Recorded data
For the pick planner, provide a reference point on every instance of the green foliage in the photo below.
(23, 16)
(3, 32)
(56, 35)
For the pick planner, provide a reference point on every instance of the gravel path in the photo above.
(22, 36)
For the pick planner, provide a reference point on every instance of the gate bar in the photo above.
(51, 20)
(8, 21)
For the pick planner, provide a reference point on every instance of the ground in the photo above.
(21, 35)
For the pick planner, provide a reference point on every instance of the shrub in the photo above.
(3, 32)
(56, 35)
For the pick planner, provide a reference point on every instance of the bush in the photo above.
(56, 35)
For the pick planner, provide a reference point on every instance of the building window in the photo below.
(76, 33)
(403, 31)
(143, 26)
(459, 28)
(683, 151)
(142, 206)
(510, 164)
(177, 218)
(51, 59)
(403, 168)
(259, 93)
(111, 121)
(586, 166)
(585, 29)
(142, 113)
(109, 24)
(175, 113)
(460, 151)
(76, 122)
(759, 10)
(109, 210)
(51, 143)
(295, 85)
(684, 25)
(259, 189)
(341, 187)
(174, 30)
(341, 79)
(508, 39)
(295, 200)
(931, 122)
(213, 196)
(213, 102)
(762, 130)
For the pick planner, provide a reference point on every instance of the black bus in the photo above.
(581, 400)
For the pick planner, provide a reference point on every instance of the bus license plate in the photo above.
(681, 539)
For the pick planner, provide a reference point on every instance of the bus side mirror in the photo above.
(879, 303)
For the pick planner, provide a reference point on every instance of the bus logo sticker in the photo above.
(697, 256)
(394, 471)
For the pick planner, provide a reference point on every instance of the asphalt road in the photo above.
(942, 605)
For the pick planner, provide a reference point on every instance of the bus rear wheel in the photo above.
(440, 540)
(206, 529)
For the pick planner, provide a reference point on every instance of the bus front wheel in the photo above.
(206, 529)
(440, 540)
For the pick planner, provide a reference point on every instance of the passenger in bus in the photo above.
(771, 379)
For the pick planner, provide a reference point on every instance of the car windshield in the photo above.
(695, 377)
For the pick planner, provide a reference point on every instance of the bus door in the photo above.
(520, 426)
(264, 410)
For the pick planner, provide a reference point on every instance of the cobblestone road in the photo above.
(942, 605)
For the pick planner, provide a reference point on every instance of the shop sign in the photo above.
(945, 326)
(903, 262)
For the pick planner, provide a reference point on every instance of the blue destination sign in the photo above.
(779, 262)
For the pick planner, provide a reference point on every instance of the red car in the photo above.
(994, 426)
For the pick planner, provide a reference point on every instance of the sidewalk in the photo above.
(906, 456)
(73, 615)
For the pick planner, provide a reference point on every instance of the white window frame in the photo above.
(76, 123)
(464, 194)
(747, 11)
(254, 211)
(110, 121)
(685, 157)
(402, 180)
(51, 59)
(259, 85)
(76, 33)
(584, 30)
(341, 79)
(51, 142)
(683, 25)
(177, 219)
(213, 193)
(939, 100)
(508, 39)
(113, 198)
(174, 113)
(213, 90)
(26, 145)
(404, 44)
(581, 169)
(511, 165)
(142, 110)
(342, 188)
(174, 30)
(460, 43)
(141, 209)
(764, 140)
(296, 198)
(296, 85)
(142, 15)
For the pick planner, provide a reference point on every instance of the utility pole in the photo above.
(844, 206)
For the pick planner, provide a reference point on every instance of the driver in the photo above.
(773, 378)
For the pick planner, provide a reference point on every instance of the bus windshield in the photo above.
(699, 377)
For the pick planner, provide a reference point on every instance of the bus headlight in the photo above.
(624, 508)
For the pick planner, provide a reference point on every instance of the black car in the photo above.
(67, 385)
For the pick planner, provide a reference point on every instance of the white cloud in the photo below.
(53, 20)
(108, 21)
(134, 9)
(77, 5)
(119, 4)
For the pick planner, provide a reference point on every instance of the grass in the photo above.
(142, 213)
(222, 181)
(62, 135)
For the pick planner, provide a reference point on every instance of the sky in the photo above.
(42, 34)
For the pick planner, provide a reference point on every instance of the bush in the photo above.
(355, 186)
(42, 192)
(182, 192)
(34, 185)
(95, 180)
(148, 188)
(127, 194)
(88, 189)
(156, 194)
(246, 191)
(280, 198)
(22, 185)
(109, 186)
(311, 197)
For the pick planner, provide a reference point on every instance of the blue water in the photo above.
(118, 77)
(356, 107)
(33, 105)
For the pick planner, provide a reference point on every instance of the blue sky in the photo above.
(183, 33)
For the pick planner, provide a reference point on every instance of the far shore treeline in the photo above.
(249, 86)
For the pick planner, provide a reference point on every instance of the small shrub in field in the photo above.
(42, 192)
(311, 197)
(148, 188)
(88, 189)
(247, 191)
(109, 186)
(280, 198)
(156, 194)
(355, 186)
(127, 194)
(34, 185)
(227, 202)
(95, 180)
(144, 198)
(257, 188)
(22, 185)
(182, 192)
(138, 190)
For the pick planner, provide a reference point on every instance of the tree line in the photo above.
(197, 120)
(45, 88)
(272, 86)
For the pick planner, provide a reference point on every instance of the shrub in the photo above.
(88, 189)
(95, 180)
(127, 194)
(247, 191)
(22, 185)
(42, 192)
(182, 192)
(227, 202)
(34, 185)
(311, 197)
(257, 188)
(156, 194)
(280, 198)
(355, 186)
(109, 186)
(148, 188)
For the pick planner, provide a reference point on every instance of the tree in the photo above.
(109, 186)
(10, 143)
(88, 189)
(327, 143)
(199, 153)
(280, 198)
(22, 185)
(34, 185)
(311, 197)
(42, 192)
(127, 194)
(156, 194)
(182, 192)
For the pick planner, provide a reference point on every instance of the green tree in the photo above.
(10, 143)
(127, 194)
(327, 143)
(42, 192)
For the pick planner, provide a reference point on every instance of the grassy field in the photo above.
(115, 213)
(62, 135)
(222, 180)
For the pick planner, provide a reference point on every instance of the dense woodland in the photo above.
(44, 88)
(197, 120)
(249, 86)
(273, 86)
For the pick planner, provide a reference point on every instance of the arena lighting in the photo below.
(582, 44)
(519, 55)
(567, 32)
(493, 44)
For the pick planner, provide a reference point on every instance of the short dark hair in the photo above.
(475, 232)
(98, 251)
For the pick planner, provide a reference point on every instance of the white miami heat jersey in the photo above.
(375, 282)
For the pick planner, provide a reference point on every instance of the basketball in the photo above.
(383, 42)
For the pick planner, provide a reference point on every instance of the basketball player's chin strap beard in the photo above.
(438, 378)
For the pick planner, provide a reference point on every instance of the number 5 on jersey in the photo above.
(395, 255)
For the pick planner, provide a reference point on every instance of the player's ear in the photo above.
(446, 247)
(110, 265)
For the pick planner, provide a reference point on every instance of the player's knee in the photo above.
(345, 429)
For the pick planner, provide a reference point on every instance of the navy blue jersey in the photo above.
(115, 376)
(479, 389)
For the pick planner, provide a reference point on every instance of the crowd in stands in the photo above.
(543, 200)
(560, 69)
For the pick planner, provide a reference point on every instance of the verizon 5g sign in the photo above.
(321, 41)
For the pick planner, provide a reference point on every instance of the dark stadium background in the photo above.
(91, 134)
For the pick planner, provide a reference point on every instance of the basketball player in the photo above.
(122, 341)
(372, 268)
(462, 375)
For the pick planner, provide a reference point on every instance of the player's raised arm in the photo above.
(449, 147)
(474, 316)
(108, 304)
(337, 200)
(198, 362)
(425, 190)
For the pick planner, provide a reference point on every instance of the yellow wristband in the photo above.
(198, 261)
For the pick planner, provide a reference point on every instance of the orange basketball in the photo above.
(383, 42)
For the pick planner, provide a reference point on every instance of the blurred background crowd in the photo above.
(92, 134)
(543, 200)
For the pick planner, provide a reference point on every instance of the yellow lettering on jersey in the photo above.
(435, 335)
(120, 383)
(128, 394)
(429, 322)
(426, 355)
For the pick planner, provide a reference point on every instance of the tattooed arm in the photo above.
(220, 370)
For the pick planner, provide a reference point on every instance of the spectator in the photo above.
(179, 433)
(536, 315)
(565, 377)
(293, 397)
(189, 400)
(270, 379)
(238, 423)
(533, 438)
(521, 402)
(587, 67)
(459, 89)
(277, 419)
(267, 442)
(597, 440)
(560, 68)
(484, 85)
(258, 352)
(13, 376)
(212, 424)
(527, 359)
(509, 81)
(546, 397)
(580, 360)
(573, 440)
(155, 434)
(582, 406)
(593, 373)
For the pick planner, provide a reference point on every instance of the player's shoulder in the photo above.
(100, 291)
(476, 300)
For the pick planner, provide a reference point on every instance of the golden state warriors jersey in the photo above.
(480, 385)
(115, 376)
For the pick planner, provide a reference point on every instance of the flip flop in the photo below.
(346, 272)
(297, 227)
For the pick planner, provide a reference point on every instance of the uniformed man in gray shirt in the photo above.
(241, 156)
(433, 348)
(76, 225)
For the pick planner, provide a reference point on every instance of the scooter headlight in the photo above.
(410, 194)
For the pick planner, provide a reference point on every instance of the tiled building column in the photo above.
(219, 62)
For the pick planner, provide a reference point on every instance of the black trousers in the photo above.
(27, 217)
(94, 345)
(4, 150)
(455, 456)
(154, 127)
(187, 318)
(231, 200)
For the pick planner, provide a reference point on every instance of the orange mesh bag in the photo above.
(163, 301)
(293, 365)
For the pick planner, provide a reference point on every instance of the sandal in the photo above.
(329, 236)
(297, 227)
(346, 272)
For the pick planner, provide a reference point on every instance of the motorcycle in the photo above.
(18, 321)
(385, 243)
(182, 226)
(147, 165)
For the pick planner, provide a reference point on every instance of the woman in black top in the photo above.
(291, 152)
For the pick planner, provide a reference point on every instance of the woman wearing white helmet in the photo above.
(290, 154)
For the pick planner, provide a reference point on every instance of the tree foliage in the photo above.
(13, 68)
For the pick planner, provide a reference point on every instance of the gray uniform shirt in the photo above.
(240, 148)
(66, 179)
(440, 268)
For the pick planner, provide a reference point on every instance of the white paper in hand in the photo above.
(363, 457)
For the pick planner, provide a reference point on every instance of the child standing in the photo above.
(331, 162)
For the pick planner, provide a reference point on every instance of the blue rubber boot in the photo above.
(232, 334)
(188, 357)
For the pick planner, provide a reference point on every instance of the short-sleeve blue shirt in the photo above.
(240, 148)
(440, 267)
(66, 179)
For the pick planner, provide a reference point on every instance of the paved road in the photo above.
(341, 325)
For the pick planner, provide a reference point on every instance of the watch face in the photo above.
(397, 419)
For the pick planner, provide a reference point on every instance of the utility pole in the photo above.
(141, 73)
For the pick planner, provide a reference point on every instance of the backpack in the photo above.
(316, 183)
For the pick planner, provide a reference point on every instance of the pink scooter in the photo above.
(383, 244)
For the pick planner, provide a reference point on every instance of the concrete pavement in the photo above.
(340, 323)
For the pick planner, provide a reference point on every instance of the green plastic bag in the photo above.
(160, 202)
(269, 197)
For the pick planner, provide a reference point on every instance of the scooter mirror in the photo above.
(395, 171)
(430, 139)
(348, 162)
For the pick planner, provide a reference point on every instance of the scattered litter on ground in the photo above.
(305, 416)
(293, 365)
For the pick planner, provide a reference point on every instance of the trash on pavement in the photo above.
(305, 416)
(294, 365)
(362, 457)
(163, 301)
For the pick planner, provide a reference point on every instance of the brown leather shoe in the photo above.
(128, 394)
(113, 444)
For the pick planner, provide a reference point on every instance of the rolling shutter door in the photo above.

SET EXERCISE: Repeat, without changes, every line from the one that contains "face in the photo above." through the final line of the data.

TASK SOLUTION:
For the pick planner, provide a reference point on every instance of the watch face in the photo above.
(397, 419)
For the pick planner, provide a reference point on every instance of the utility pole in the photo above.
(141, 73)
For the pick planner, provide a reference point on every instance of the backpack in the photo above.
(316, 183)
For the pick planner, provide a reference point on every instance of the pink scooter in the photo above.
(383, 244)
For the pick planner, provide a reference point on every instance of the concrete pavement in the photo above.
(340, 323)
For the pick planner, provide a reference point on every instance of the green plastic bag in the photo above.
(160, 202)
(269, 197)
For the pick planner, provide a reference point on every instance of the scooter mirror in the photo above.
(395, 171)
(430, 139)
(348, 162)
For the pick planner, provide a reference point on every instance of the scattered litter on ground in the photo above.
(305, 416)
(293, 365)
For the pick planner, provide a reference point on every instance of the trash on pavement in the photo above.
(305, 416)
(294, 365)
(362, 457)
(163, 301)
For the pick planner, provide a reference point on every instance of the brown leather shoe in the photo above.
(128, 394)
(113, 444)
For the pick planner, provide a reference point on every instance of the rolling shutter door in the photo above.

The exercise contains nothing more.